> _Série d'exercices_
[A] Transcrivez à l'identique l'extrait fourni, de « 2.2 Une lecture » jusqu'à « extrémiste de l’organisation. ».
[B] D'après l'extrait fourni, quel objectif le rapport d'enquête sur les attentats du 11 septembre attribue-t-il à l'ennemi ?

> _Extrait fourni_
☆ ☆ ☆
2.2 Une lecture normative des organisations terroristes

Cette appréhension morale se fonde sur l’analyse politique des cibles conférées aux acteurs terroristes et sur l’usage d’un lexique naturalisant le développement des organisations clandestines. Aux États-Unis, les discours politiques expliquant les motivations des acteurs terroristes s’inscrivent dans une perspective religieuse et morale.

Le rapport d’enquête sur les attentats du 11 septembre consacre un chapitre entier à la description et à l’explication des motivations terroristes. Si des causes politiques ne sont pas niées, elles sont relativisées par la nature extrémiste de l’organisation.

‘« Nous avons appris à connaître un ennemi sophistiqué, patient, discipliné et mortel. Cet ennemi bénéficie d’un large soutien dans le monde arabe et musulman, exige réparation pour nos griefs politiques, mais son hostilité envers nous et nos valeurs se révèle sans limite. Son objectif est de débarrasser le monde du pluralisme religieux et politique, du plébiscite et de l’égalité des droits pour les femmes » (11 septembre 2001, 2005, p. 36). ’

En outre, ces griefs politiques s’interpénètrent dans les motivations religieuses tandis que la brutalité de leurs modes d’expression n’appelle qu’une réponse répressive.

‘« Les motivations de ce courant minoritaire sont d’ordre religieux. Ce courant ne distingue pas la politique de la religion et déforme ainsi l’une et l’autre. Il se nourrit des griefs par Ben Laden. Ces griefs sont largement ressentis au sein de l’ensemble du monde musulman – à l’égard de la présence militaire des États-Unis, au Moyen-Orient, des politiques perçues comme anti-arabes et anti-musulmanes et du soutien à Israël. Ben Laden et les terroristes islamistes sont parfaitement clairs : à leurs yeux l’Amérique incarne le mal, “la tête du serpent”, et doit être convertie ou détruite. Pour les Américains, une telle position n’appelle aucune négociation. Elle ne propose aucun terrain d’entente – pas même le respect de la vie – sur lequel entamer un dialogue. Elle ne peut qu’être détruite ou totalement isolée » (11 septembre 2001, p. 536-537).’

En France, également, les références à une pratique dévoyée de la religion sont prolongées par une lecture morale des cibles des organisations jihadistes.
☆ ☆ ☆
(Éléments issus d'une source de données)

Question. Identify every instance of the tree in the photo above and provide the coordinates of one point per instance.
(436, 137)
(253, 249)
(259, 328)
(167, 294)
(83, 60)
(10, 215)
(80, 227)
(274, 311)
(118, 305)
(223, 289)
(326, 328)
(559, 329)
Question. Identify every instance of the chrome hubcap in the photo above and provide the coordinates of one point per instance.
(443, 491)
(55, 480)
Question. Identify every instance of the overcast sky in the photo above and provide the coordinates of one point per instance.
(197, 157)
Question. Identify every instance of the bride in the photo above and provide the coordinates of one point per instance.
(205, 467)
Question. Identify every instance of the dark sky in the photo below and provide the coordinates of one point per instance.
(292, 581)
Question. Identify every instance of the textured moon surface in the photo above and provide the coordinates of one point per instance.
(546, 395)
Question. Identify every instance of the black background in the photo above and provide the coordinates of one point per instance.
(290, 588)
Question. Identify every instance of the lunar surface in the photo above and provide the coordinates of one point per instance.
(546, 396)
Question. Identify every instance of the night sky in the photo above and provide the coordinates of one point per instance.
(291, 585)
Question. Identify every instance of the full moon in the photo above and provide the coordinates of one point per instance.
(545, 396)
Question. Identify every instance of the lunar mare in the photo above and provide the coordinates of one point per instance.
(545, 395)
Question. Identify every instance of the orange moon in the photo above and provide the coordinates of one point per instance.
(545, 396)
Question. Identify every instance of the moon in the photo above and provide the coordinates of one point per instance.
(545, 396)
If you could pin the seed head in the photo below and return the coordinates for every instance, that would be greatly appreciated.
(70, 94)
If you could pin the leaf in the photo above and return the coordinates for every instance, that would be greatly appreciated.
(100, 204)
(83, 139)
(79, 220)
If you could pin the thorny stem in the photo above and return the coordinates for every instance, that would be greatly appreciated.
☆ ☆ ☆
> _Corrigé_
[A]
2.2 Une lecture normative des organisations terroristes

Cette appréhension morale se fonde sur l’analyse politique des cibles conférées aux acteurs terroristes et sur l’usage d’un lexique naturalisant le développement des organisations clandestines. Aux États-Unis, les discours politiques expliquant les motivations des acteurs terroristes s’inscrivent dans une perspective religieuse et morale.

Le rapport d’enquête sur les attentats du 11 septembre consacre un chapitre entier à la description et à l’explication des motivations terroristes. Si des causes politiques ne sont pas niées, elles sont relativisées par la nature extrémiste de l’organisation.

[B] Débarrasser le monde du pluralisme religieux et politique, du plébiscite et de l'égalité des droits pour les femmes.